◆ **Written exercise 1**
Reproduce the part of the Hammer Museum project text below, from "When the museum" to "engineer the site.", word for word.

Hammer Museum
Consulting Designer
2014
Creating the digital living room for a bold LA museum.
The Stage Gallery
Hammer Museum is a completely free, heavily endowed art museum in Los Angeles that is focused on creating a breathing space amid the LA chaos. Every day, events are happening that have nothing to do with art in the classic sense, yet envelop the art in its own contemporaneous world. It allows for juxtaposition and serendipity in a way that is unique. They are also fearless with what artists and events they will house.
When the museum wanted a digital home that matched its character and boldness, they contact my then-partner to deliver on the promise. We managed the design and overall project planning, and worked with Cast Iron Coding to engineer the site.
Starting Up
At the point in time when Hammer chose to redo their site, Flash was dead and responsive was just becoming a solution. This afforded big imagery, which was a strong suit for Hammer. It also allowed me to tuck secondary information in side columns on wide screens, but let it drop below the main content when on mobile sizes. Working this way was new at the time, and I worked with the great folks at Cast Iron Coding to implement it seamlessly.
Aesthetically, I wanted to celebrate that energy with a site that pushed art up against each other, and lived inside a continuum of events. The typography needed to be bold, and the architecture needed to be obvious (but allow for happy surprises).
One of the unique things about the project was the depth of curation that needed to be organized:
The museum has a bi-yearly Made in LA collection of local artists. Each artist needed a separate landing page, but they also needed to collect into a single grouping for the show.
The museum has extensive permanent collections that they have digitized for research and community outreach reasons. There needed to be a faceted search solution for the different use cases.
We needed to be able to present many different types of media in their natural form on many types of devices. Video was still a difficult medium to broadcast at the time. Most video from the archives was also digitized for on-demand consumption.

◆ **Input material**
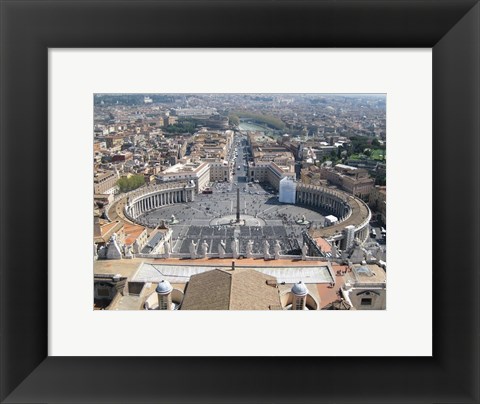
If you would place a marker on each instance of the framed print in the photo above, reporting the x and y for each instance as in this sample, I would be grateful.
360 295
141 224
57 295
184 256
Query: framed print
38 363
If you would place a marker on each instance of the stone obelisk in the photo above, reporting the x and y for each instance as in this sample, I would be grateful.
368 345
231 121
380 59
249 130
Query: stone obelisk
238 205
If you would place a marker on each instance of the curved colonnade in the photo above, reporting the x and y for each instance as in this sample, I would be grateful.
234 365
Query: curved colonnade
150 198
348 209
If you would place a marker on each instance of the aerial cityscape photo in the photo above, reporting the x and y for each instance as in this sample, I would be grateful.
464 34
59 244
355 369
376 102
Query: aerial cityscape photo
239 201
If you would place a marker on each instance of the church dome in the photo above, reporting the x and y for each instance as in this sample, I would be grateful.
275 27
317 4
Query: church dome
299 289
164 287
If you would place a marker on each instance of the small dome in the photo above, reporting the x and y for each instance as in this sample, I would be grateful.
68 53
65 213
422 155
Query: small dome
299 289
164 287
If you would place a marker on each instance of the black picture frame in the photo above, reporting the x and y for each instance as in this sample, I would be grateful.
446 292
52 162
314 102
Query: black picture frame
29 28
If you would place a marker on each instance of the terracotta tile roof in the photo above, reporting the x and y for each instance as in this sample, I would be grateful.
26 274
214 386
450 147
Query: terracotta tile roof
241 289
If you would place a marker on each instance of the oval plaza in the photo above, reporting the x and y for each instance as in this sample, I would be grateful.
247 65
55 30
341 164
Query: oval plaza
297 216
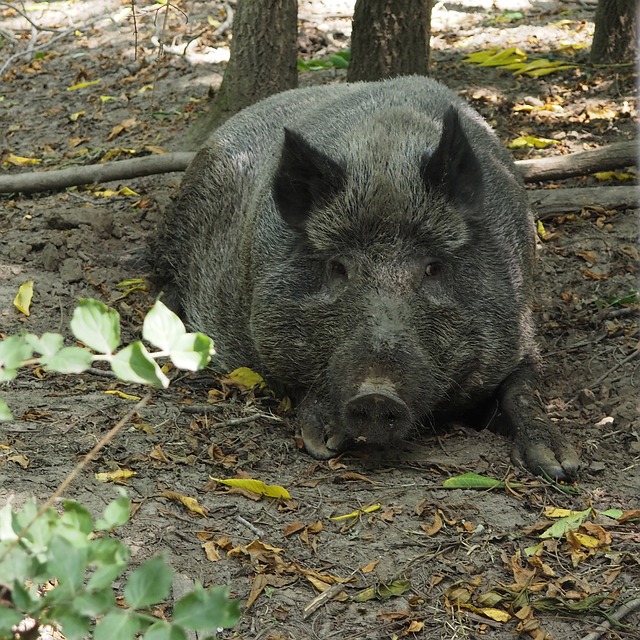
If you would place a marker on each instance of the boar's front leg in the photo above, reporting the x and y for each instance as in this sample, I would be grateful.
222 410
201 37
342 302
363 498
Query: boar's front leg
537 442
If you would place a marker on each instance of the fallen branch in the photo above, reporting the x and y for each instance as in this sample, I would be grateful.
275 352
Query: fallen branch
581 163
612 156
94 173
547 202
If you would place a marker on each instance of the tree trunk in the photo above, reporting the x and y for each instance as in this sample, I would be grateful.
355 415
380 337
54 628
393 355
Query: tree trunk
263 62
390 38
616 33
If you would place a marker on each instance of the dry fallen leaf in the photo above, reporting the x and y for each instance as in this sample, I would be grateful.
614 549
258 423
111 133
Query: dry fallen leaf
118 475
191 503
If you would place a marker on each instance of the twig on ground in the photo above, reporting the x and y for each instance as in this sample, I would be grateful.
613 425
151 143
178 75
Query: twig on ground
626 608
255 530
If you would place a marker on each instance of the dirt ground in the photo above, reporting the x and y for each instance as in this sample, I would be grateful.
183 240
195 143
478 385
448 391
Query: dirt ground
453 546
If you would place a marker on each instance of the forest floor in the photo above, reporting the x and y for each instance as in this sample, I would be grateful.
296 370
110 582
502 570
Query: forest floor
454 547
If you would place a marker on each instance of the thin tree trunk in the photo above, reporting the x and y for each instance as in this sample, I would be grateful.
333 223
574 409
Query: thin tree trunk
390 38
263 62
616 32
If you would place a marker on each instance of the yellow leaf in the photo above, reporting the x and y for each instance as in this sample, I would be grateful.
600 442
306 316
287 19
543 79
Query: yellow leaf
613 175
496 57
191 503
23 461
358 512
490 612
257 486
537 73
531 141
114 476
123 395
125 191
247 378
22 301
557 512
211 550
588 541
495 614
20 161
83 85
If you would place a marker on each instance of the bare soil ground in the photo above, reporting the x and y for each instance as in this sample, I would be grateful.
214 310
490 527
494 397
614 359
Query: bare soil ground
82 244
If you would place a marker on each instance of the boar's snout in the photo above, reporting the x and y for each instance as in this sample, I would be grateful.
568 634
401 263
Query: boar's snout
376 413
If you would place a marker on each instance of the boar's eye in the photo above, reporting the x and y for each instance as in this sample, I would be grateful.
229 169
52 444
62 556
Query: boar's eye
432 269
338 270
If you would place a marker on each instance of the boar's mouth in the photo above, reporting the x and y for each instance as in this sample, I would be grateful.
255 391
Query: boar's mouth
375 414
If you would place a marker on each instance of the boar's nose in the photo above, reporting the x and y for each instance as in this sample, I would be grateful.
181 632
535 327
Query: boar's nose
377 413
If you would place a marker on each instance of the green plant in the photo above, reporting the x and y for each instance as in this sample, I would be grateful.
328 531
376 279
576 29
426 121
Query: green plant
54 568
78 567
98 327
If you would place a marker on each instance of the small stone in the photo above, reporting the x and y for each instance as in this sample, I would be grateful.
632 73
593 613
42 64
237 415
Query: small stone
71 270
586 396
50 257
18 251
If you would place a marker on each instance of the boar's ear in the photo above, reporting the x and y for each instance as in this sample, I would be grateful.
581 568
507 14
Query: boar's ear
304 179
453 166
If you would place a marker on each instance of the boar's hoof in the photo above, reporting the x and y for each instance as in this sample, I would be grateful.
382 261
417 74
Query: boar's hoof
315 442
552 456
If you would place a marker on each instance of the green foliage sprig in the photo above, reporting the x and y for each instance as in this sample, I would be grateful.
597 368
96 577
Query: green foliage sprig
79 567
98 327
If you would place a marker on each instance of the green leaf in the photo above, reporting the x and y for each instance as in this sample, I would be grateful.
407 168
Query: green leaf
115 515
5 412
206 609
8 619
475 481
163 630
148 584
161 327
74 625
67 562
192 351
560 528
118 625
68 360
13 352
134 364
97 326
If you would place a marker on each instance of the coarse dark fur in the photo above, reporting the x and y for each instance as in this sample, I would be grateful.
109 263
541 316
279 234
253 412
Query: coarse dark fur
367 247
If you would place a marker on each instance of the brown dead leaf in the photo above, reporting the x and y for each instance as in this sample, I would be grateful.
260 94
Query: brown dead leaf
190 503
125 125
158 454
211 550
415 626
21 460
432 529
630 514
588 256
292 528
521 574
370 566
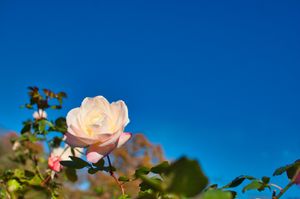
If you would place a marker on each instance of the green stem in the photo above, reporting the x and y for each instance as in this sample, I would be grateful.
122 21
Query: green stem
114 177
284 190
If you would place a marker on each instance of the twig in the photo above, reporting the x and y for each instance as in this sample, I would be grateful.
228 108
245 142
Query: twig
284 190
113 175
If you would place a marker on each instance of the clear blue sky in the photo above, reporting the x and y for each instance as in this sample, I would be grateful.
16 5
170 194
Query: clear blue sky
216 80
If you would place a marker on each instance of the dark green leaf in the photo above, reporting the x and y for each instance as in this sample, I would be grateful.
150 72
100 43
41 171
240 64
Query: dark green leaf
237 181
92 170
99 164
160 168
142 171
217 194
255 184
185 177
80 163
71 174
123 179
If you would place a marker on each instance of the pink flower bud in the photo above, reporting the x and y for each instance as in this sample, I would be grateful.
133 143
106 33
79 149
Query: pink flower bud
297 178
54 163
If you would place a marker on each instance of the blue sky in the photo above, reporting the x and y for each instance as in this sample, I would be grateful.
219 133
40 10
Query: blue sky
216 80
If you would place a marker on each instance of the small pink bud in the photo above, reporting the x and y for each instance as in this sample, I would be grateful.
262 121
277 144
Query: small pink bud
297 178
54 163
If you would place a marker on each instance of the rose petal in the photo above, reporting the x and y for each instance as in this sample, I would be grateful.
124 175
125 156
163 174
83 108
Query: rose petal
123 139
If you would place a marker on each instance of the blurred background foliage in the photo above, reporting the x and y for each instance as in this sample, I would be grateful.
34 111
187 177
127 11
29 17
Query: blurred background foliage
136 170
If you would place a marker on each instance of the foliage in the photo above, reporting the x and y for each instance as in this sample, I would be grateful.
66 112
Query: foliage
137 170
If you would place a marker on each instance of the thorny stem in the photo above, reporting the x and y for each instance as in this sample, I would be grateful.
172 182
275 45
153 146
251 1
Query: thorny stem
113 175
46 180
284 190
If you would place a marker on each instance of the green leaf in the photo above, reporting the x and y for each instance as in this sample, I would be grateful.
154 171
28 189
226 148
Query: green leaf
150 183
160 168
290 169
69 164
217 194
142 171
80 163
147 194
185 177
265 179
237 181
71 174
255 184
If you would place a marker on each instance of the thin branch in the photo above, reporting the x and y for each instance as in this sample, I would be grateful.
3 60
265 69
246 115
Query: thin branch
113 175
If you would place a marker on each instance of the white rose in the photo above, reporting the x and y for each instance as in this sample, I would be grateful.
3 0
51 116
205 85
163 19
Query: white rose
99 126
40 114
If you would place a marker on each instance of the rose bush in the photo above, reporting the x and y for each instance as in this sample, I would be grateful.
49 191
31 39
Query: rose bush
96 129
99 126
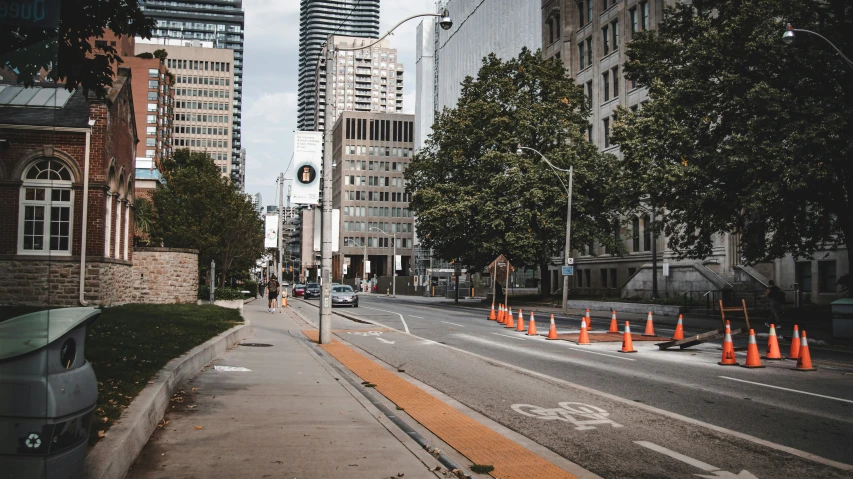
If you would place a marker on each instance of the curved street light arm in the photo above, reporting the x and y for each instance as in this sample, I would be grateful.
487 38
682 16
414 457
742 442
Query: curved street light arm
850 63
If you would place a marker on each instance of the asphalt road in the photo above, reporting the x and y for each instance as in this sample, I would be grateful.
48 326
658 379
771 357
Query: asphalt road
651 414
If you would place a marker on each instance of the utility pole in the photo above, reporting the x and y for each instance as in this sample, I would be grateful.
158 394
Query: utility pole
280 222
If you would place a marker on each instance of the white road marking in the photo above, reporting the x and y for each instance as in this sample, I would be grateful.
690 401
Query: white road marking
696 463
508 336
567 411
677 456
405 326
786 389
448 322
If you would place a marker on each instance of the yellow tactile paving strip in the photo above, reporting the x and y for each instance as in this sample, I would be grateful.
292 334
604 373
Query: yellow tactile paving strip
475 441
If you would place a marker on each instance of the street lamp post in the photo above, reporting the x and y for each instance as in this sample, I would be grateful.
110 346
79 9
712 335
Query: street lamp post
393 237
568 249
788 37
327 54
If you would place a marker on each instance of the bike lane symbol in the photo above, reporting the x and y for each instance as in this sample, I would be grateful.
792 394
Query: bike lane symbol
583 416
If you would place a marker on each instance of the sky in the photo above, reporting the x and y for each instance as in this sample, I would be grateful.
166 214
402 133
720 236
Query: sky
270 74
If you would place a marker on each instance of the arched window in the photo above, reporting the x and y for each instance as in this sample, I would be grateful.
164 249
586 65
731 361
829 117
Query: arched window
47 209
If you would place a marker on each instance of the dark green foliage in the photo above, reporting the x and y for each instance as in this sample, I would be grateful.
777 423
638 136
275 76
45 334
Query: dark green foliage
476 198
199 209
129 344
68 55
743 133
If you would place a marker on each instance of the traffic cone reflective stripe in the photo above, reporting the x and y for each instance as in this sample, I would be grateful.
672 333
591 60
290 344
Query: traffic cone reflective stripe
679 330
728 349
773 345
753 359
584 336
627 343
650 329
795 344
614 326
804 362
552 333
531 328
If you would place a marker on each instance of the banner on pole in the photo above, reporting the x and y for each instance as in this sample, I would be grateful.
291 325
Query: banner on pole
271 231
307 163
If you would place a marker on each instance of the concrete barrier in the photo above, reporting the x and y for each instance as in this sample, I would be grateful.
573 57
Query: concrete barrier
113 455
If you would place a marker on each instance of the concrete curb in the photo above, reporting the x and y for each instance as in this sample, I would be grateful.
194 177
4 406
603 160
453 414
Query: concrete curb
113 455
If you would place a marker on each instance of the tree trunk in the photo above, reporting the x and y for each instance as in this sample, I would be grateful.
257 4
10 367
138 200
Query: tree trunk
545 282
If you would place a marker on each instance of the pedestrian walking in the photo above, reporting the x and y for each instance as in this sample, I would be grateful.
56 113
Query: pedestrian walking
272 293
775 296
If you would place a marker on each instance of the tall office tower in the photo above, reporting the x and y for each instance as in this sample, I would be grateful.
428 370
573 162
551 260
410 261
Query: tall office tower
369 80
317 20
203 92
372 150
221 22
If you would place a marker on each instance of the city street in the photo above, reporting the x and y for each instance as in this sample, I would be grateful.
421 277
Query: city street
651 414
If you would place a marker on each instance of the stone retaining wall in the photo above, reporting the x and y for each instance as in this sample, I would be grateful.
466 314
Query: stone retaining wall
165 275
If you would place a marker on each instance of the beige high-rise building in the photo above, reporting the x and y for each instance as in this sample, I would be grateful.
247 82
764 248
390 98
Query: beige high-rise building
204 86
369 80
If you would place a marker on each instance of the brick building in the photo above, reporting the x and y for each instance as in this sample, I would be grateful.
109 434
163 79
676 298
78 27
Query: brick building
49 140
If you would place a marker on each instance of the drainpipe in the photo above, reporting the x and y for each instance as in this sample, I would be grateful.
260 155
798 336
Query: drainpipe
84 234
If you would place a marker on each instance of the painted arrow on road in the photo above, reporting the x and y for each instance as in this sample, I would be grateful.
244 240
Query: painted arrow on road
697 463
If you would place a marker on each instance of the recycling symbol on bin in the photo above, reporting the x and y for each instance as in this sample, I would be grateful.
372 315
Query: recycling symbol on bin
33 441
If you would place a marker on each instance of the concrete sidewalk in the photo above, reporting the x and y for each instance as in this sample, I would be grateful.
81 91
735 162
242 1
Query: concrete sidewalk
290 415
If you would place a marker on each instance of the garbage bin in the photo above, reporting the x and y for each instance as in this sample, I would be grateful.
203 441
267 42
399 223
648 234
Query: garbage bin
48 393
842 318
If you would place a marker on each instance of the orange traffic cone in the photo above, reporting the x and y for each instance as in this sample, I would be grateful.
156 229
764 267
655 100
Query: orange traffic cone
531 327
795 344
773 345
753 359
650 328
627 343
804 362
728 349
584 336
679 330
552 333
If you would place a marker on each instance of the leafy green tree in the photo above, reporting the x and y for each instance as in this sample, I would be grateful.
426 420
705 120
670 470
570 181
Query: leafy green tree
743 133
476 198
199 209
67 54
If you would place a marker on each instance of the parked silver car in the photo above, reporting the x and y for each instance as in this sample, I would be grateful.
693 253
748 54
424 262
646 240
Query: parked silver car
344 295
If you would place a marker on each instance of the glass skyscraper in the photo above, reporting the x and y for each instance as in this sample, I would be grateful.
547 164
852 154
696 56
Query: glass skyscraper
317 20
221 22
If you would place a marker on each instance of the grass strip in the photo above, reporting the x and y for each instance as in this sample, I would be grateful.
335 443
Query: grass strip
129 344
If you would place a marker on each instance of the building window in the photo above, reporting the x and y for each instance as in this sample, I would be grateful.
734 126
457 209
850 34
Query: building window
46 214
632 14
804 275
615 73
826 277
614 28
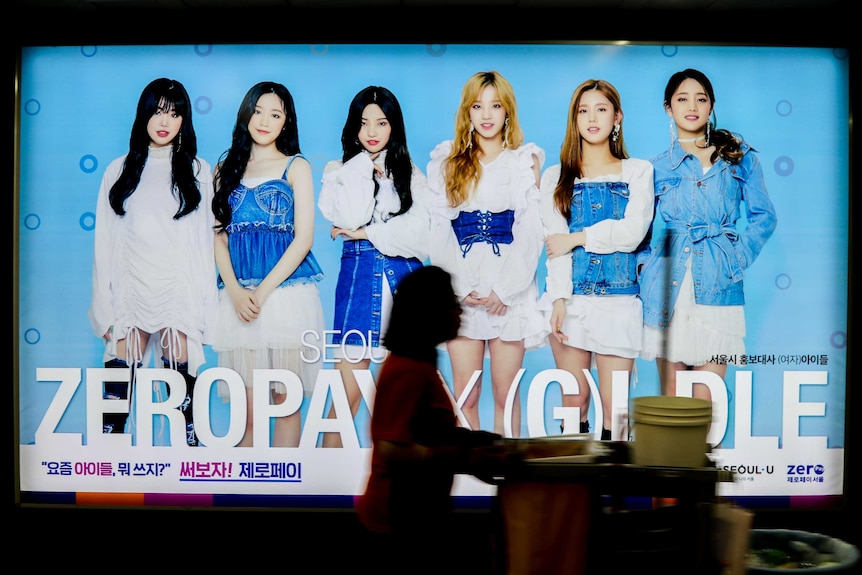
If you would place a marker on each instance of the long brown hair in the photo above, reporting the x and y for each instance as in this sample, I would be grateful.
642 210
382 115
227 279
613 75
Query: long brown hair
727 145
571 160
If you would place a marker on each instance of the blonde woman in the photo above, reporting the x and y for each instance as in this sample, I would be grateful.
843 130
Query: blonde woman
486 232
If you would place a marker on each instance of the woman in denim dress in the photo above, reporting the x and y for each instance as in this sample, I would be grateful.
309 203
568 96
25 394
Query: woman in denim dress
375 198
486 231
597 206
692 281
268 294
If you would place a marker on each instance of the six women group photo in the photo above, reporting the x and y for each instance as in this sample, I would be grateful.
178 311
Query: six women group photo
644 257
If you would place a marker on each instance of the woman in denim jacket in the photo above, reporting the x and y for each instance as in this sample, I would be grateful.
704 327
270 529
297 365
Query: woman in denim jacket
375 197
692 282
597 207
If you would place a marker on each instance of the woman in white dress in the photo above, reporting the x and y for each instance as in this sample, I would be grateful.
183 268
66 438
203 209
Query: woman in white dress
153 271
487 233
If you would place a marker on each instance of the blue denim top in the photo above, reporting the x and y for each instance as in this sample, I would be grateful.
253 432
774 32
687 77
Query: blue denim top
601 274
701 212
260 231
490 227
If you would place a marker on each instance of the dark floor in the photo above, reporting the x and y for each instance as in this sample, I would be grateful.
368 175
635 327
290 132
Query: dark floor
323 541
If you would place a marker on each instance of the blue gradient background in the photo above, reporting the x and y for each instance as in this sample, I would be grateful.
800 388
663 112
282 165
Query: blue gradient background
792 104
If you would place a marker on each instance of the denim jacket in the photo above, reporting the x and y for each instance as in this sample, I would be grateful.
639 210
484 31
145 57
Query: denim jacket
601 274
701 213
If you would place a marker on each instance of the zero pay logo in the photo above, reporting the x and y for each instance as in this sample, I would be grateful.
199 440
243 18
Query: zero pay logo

◆ **Written exercise 2**
Gather every line of the listing above that contains the word "beige". Case counts.

◆ **Complete answer 1**
When the museum wanted a digital home that matched its character and boldness, they contact my then-partner to deliver on the promise. We managed the design and overall project planning, and worked with Cast Iron Coding to engineer the site.

◆ **Complete answer 2**
If you would place a marker on each instance of the beige high-rise building in the photo above, reporting the x and y for each instance as in this sample, I would be grateful.
Query: beige high-rise building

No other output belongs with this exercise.